__Task instructions__. Reproduce every one of the items below word for word, keeping each line as it stands.

__Exercise input__.
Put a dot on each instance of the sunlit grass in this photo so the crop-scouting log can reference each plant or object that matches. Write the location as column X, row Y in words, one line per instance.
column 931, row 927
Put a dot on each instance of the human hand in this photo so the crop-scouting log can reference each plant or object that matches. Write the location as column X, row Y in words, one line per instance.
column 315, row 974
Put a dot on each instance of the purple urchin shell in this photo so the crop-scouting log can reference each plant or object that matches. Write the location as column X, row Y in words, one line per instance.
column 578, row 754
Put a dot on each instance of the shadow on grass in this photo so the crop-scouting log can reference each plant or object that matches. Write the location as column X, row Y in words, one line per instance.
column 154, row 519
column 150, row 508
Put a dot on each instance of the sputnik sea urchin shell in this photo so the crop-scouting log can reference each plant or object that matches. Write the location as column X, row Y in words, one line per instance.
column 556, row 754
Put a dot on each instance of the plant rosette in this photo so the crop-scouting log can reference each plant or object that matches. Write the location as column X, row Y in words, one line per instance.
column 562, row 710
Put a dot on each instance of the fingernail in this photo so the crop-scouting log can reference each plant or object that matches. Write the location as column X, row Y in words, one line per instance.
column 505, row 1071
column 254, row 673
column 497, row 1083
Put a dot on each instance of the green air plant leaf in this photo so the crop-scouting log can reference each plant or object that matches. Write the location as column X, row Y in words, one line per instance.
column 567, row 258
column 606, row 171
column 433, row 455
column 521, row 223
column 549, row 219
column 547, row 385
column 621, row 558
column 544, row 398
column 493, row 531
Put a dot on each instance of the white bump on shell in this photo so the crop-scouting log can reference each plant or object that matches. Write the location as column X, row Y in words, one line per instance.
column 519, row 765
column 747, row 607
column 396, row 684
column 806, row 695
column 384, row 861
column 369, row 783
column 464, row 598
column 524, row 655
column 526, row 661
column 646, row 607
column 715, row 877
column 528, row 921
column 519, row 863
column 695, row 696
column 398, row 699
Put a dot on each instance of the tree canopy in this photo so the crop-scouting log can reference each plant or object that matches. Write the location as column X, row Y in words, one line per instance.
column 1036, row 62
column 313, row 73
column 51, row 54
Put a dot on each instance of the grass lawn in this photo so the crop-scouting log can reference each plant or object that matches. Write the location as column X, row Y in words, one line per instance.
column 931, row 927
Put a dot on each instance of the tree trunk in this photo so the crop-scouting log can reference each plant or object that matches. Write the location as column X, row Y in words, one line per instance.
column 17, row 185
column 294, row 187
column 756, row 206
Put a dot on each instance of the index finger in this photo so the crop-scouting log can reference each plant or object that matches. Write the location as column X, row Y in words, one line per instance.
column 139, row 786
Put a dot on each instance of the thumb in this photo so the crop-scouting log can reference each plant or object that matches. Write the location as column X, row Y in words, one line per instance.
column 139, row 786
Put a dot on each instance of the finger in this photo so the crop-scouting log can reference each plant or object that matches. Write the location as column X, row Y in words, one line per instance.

__Answer to the exercise__.
Put a dot on each instance of the sunlit grass in this photo so the crop-scouting log can reference each plant or object that matches. Write the location as column X, row Y in words, one line per instance.
column 931, row 927
Put a dot on each instance of the human hand in this photo so the crop-scouting log can reference each plant or object that matches. Write the location as column X, row Y in words, one line per instance.
column 315, row 974
Put a dot on each instance of the purple urchin shell in this photo so the crop-scouting log can reference each plant or object that matches. Write the location as column X, row Y in words, one line per instance.
column 578, row 754
Put a dot on each instance of the shadow on grass in this photo so the crop-scouting log can reference each plant or object that matches. Write the location as column X, row Y in words, one line per instance.
column 154, row 519
column 150, row 508
Put a dot on each instance of the sputnik sea urchin shell in this photo so the crop-scouting log can reference each plant or object that matches. Write the location as column X, row Y in words, one line per instance.
column 556, row 754
Put a dot on each instance of the plant rosette in this photo so the crop-scouting log can reference each plant or object that matches. Write the location as column X, row Y in words, one line per instance.
column 562, row 710
Put a dot on each instance of the fingernail in this photo so the crop-scouting log can reference each plant or object that matches. Write the location as column X, row Y in words, one line per instance.
column 505, row 1071
column 254, row 673
column 497, row 1083
Put a dot on each instance of the green air plant leaf in this photo so the crop-scouting log can reference each plant or object that matches. Write the location as column X, row Y in words, one line per instance.
column 567, row 258
column 606, row 171
column 433, row 455
column 521, row 223
column 549, row 219
column 547, row 385
column 621, row 558
column 544, row 398
column 493, row 531
Put a dot on each instance of the white bump on shell in this photo so the crop-scouting log can reference each plant or object that matches. Write the location as column X, row Y in words, one line per instance.
column 519, row 765
column 747, row 607
column 396, row 684
column 806, row 695
column 384, row 861
column 369, row 783
column 464, row 598
column 524, row 655
column 526, row 661
column 646, row 607
column 715, row 877
column 528, row 921
column 519, row 863
column 695, row 696
column 398, row 699
Put a dot on each instance of the tree canopy in this photo so the crop-scouting log can reference each plant or object that matches. Write the location as column X, row Y in words, one line per instance.
column 1036, row 62
column 313, row 73
column 51, row 54
Put a dot on each instance of the grass lawn in this photo so the crop-scouting log can reference each plant or object that matches. Write the location as column X, row Y in words, one line per instance.
column 931, row 927
Put a dot on each instance of the tree trunk in this photo so the crop-scouting log can reference each plant or object that matches. Write the location as column X, row Y in words, one line per instance.
column 17, row 185
column 294, row 187
column 756, row 206
Put a dot on each instance of the index finger in this photo so the crop-scouting log can reference each plant or object that matches. Write the location as column X, row Y in words, one line per instance.
column 139, row 786
Put a dot on each instance of the thumb in this photo so the crop-scouting log can reference each plant or object that matches. Write the location as column X, row Y in words, one line per instance.
column 139, row 786
Put a dot on each instance of the finger in this photo so the crop-scouting log can reference each plant or object that matches. Write the location as column X, row Y in words, one line per instance.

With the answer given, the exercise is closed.